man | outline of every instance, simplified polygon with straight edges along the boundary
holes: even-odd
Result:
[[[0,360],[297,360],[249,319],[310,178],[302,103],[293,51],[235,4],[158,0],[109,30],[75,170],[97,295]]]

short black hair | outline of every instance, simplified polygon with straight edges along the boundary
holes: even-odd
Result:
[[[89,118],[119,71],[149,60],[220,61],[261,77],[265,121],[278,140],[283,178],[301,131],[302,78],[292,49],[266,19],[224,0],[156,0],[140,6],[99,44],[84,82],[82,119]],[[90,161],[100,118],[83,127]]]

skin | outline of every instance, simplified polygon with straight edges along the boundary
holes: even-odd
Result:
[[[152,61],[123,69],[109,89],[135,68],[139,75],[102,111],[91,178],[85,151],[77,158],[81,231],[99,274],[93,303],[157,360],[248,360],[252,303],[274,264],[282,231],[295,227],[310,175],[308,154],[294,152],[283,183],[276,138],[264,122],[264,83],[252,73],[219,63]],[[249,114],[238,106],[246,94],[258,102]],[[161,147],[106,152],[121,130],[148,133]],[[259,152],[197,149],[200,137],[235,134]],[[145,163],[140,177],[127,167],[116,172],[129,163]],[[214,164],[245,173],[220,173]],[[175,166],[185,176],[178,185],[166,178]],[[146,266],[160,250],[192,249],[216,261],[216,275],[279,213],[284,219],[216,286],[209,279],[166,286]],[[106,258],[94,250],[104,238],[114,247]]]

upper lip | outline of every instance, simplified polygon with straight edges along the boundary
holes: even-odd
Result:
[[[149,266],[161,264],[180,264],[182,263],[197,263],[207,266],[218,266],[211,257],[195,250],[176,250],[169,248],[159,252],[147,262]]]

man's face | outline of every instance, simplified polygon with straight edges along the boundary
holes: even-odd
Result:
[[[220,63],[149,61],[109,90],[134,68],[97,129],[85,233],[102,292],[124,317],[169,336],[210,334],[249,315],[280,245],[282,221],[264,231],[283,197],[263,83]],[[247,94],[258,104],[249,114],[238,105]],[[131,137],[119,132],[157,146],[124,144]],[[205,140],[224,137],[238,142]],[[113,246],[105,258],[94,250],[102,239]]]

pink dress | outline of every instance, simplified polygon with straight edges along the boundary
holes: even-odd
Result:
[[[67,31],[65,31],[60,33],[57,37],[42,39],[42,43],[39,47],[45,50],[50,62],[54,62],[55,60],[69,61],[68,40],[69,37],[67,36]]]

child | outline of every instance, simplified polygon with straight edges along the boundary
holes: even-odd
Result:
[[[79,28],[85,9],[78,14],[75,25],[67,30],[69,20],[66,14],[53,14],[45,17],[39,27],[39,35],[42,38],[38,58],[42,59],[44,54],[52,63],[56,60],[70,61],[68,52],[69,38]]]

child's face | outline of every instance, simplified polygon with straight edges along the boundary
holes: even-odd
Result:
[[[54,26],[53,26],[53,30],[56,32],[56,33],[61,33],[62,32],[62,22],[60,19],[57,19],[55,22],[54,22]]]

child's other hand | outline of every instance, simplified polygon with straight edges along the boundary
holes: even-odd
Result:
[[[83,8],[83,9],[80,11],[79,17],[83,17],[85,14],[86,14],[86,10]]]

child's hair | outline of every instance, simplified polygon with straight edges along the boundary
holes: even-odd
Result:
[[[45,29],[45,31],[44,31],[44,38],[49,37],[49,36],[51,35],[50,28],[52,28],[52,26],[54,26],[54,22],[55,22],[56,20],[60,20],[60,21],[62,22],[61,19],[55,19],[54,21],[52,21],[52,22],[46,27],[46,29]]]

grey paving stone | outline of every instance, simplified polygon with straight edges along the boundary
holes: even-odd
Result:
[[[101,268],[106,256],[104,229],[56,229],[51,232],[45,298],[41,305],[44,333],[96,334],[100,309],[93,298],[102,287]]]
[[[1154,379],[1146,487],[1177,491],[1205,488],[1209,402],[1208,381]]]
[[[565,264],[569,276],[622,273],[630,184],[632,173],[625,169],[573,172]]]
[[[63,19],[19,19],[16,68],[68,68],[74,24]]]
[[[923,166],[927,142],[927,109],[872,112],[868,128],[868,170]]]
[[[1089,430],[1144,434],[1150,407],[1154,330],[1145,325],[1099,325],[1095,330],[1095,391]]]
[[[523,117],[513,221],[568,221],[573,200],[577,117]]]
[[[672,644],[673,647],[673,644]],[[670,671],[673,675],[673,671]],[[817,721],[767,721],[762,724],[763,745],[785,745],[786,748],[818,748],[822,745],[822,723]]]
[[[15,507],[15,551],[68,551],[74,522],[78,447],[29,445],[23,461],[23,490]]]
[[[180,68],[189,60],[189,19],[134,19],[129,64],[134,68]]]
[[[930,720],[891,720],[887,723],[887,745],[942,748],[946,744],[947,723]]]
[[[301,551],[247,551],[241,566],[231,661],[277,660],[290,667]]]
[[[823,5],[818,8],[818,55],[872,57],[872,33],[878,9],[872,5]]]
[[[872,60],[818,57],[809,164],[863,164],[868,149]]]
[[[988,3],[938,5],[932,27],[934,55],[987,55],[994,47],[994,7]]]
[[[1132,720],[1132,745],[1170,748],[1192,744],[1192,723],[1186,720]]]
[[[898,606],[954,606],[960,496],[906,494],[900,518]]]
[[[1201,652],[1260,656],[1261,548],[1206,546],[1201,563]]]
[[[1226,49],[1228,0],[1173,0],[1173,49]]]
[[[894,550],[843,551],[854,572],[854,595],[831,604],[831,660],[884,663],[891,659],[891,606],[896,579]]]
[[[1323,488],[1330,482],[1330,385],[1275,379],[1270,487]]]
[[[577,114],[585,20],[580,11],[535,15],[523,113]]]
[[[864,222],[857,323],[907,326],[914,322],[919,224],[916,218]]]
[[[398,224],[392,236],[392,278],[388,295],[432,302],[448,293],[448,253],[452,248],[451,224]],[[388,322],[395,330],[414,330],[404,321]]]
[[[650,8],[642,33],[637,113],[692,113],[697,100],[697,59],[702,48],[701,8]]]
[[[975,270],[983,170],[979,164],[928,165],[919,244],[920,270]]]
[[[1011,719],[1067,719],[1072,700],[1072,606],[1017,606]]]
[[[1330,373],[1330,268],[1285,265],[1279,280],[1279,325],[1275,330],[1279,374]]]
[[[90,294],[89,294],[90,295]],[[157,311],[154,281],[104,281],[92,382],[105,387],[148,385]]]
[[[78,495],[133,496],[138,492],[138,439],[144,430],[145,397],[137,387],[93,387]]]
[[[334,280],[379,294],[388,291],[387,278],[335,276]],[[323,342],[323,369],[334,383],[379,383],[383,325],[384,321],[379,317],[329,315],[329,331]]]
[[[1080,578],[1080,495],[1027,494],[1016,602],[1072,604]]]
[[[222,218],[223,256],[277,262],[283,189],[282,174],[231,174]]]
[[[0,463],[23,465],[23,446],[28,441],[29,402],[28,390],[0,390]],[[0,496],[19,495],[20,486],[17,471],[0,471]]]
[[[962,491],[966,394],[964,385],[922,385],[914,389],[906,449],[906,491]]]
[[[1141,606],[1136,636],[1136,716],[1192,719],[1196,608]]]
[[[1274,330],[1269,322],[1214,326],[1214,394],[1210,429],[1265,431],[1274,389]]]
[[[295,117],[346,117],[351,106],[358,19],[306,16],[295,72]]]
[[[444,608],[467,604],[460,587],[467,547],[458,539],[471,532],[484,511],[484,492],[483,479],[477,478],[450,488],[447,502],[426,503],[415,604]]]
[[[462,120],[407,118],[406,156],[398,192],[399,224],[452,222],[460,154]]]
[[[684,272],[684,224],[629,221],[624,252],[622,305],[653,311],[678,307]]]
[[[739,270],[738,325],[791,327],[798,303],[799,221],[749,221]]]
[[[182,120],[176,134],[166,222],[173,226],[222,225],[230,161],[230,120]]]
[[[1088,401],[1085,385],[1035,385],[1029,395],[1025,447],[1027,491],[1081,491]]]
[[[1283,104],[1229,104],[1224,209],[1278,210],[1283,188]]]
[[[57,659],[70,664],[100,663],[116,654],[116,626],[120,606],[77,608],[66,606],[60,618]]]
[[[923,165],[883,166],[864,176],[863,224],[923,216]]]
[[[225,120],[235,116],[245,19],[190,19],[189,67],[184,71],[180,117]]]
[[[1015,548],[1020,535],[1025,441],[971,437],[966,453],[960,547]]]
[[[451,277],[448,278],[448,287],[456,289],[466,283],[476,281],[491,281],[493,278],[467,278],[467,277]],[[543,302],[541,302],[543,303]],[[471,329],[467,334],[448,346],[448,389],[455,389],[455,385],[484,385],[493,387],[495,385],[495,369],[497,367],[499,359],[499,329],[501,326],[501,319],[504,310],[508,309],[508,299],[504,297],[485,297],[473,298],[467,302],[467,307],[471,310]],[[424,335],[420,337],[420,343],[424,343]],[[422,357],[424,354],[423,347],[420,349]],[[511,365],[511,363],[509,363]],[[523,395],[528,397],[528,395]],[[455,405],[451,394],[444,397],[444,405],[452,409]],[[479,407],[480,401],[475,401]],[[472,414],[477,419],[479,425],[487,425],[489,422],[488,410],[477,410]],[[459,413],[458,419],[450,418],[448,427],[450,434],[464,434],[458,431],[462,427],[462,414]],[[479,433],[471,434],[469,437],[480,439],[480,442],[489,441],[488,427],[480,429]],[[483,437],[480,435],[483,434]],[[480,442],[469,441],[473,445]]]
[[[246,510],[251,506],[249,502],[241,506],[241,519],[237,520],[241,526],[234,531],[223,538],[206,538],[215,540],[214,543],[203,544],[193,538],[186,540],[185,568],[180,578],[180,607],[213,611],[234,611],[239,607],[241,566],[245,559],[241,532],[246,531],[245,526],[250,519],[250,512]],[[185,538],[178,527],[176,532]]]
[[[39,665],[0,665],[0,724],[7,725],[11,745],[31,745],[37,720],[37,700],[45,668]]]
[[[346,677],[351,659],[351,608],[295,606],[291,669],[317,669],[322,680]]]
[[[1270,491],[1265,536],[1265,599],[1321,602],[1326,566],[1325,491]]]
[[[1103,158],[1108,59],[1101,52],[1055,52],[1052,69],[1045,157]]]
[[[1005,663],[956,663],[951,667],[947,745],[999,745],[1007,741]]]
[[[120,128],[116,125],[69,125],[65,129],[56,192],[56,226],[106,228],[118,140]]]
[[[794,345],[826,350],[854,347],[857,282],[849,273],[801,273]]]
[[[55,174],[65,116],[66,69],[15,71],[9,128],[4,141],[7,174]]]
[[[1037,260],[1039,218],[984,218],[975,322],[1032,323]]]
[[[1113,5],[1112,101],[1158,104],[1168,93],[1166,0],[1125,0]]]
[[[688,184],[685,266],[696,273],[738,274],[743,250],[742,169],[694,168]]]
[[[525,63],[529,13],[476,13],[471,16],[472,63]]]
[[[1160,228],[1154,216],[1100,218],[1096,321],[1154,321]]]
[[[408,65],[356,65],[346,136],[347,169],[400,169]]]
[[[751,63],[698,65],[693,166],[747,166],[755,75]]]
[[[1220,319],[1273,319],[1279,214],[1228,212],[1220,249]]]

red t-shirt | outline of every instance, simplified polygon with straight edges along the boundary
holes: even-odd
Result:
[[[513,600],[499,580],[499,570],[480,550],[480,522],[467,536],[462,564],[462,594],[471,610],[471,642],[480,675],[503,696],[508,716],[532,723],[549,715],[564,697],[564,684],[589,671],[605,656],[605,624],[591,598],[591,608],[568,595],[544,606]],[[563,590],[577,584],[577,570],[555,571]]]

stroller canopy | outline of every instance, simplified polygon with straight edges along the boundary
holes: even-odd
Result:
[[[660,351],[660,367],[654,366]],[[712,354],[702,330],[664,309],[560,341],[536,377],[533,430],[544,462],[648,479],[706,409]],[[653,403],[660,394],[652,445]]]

-- -- --

_What you have to do_
Copy the items from the line with "red t-shirt |" through the end of the items, substituting "hood" for "canopy" and keeping everything else the same.

_Finished task_
red t-shirt | outline of every instance, simplified polygon with straight edges along the boundary
holes: even-odd
Result:
[[[513,600],[499,580],[499,570],[480,550],[480,522],[467,536],[462,564],[462,594],[471,610],[471,642],[480,675],[503,696],[508,716],[532,723],[549,715],[564,697],[564,684],[589,671],[605,656],[605,624],[591,598],[591,608],[568,595],[544,606]],[[563,590],[577,584],[577,570],[555,571]]]

stroller hood | outline of every instance, simplified polygon with straight edges along the boundary
holes: even-odd
Result:
[[[660,351],[660,367],[654,366]],[[712,354],[702,330],[664,309],[560,341],[536,377],[533,430],[544,462],[648,479],[706,409]],[[653,403],[660,394],[652,445]]]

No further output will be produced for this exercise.